■ The task ■
Please retype the line that contains "[point] every instance of the blurred" and all lines that follow it to the end of the entries below, exactly as they stand, with nothing added.

■ Data ■
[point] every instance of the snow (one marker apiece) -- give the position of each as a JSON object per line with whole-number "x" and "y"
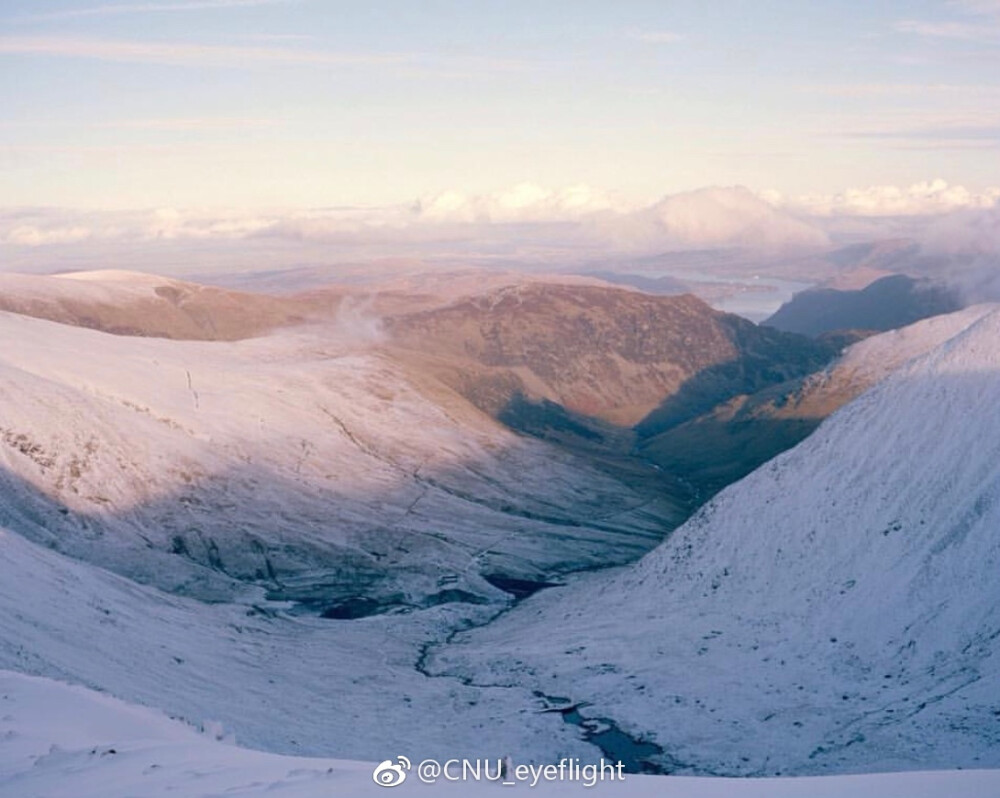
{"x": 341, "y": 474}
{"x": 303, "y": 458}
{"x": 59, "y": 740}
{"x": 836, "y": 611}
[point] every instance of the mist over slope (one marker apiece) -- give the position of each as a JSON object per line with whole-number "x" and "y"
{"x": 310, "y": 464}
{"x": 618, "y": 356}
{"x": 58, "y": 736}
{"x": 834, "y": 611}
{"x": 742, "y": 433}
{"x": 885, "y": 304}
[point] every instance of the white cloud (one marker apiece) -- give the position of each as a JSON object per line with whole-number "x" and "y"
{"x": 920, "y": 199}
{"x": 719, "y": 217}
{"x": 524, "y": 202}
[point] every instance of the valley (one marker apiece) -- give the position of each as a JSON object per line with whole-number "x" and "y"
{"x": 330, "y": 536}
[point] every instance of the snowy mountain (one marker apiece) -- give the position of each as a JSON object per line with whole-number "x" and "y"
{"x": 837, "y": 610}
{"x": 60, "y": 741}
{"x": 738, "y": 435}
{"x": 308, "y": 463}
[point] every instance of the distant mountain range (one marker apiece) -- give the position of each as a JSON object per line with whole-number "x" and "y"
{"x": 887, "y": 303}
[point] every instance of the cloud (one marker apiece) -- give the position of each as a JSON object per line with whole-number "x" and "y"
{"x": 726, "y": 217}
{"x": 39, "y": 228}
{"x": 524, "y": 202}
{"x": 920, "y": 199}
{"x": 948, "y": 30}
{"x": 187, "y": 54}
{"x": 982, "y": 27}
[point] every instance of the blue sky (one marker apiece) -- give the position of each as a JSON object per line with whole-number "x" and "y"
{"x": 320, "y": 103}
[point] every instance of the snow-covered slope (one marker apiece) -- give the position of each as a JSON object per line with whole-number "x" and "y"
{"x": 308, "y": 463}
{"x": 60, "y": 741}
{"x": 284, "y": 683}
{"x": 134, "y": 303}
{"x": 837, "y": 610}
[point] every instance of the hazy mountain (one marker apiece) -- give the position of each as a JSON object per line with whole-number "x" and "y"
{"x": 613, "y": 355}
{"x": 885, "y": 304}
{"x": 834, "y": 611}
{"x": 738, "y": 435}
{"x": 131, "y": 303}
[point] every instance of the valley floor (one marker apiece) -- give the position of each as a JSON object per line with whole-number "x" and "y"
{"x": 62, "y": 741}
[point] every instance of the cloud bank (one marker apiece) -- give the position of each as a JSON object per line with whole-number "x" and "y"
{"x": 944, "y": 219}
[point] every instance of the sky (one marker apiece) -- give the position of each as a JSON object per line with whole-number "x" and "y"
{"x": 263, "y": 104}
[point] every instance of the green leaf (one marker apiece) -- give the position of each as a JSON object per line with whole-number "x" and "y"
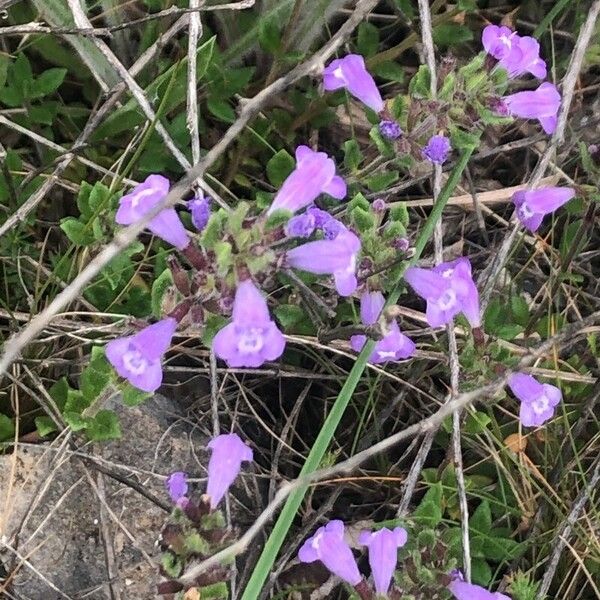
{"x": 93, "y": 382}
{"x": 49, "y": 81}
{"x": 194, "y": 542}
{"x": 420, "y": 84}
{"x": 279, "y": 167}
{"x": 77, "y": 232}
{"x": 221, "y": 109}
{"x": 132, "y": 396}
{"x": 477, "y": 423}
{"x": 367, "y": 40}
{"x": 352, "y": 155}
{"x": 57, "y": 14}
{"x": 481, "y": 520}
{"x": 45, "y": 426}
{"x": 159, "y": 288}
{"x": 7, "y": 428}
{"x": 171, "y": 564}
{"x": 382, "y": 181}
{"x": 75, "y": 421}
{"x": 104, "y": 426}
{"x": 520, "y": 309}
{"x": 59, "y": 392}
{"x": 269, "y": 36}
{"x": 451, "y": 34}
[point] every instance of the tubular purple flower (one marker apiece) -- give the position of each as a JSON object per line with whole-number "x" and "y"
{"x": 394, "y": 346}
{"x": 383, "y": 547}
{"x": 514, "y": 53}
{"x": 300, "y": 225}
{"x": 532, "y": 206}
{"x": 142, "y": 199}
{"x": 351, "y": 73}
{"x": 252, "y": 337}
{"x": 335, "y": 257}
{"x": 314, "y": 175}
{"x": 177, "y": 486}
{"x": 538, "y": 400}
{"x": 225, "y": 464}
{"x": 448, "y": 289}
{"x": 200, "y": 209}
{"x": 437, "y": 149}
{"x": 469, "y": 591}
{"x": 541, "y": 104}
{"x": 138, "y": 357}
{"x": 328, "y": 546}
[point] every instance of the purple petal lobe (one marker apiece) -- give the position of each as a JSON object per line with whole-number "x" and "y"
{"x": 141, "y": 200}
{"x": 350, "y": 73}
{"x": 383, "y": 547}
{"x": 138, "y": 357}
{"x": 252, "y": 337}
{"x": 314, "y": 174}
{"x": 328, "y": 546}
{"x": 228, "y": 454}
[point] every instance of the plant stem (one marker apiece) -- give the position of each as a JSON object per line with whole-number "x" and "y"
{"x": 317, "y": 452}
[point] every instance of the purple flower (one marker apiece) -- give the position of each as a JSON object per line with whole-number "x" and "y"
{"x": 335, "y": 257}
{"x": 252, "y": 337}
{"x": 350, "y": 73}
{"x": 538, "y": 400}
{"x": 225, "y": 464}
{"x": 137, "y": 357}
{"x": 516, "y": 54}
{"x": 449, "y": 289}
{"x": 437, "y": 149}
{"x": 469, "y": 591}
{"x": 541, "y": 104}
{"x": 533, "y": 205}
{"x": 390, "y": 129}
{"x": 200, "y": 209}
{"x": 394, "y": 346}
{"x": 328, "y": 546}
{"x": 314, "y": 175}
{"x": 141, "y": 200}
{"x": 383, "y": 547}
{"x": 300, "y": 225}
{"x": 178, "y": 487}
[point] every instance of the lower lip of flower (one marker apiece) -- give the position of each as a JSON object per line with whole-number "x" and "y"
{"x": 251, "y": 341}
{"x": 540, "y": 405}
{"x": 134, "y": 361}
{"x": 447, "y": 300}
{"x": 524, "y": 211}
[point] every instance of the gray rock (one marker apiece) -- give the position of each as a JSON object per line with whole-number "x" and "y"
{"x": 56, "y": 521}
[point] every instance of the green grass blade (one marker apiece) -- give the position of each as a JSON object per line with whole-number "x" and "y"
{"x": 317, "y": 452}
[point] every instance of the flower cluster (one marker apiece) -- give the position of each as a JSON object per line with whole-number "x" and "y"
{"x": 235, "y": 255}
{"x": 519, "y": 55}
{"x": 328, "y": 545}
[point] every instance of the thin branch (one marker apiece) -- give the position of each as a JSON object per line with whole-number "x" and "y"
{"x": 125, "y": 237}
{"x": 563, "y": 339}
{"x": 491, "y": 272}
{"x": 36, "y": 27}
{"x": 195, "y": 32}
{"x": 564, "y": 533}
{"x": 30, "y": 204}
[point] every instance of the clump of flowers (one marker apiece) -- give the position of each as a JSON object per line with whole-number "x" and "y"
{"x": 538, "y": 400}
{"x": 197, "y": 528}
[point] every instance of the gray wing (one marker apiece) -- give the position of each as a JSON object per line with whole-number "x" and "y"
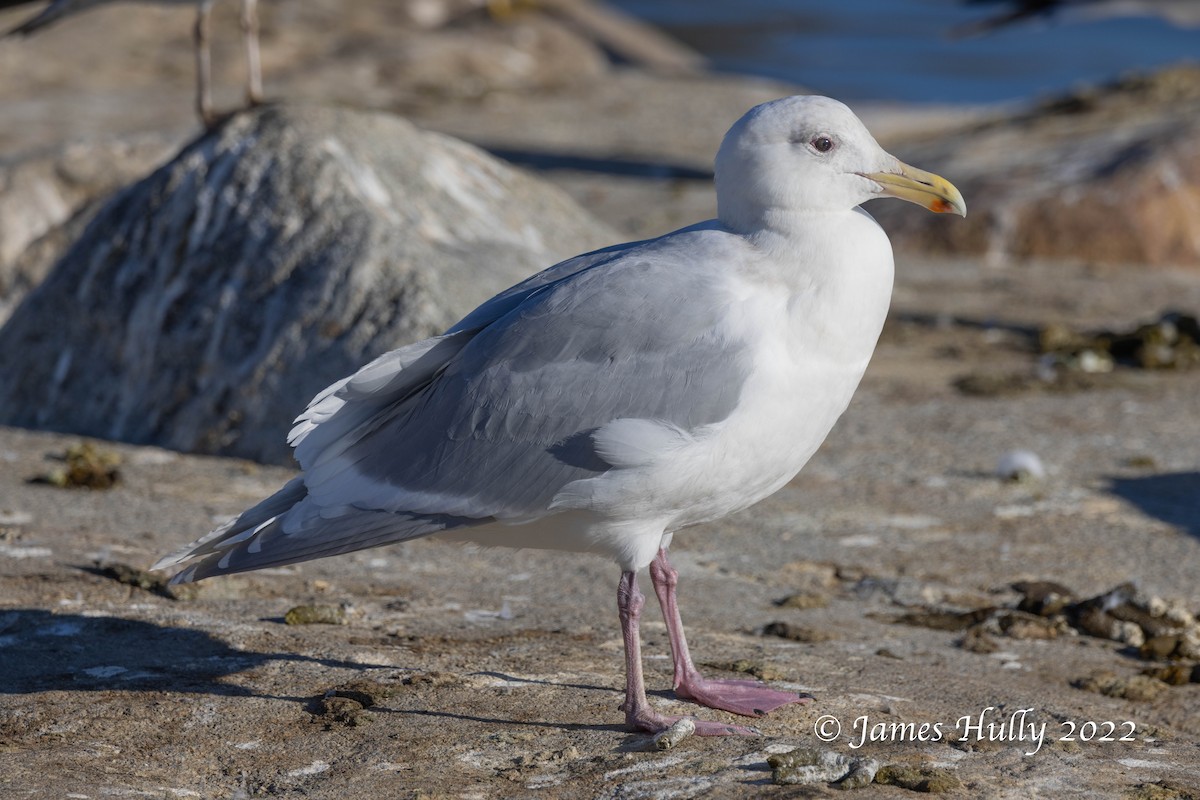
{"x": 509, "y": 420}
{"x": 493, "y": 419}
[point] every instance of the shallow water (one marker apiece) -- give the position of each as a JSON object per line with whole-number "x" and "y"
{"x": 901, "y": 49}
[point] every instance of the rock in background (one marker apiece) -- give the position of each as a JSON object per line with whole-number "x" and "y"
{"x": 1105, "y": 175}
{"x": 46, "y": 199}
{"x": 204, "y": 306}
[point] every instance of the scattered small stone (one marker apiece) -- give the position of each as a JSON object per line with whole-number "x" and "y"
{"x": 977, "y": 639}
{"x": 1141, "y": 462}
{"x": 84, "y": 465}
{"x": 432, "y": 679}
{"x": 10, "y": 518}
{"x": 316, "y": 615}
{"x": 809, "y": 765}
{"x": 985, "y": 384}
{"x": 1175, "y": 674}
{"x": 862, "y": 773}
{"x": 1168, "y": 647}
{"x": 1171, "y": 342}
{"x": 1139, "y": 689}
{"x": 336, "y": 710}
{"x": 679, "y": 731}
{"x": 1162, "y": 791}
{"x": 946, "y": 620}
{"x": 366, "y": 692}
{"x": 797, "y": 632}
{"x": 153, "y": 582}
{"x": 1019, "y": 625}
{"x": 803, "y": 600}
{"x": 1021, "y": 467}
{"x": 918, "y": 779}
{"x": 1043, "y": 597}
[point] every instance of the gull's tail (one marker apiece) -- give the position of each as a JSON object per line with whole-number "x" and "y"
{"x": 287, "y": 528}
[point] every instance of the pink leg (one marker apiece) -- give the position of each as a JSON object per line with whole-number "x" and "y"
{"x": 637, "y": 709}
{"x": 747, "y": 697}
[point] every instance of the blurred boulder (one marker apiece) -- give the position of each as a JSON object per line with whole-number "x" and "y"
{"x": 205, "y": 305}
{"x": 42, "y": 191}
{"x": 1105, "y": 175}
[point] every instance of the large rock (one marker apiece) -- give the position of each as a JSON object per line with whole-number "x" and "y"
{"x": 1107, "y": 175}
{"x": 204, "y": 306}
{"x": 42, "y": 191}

■ Solution ■
[point] every instance of the blurred boulder (one marker apiece) -- give the position of each as a JSON object per line with whole-number "x" and "y"
{"x": 205, "y": 305}
{"x": 42, "y": 191}
{"x": 1105, "y": 175}
[point] every instance of the large rock (one marker apiece) -- give the position of each as a JSON object per line with whole-number "x" and "y"
{"x": 1107, "y": 175}
{"x": 204, "y": 306}
{"x": 42, "y": 191}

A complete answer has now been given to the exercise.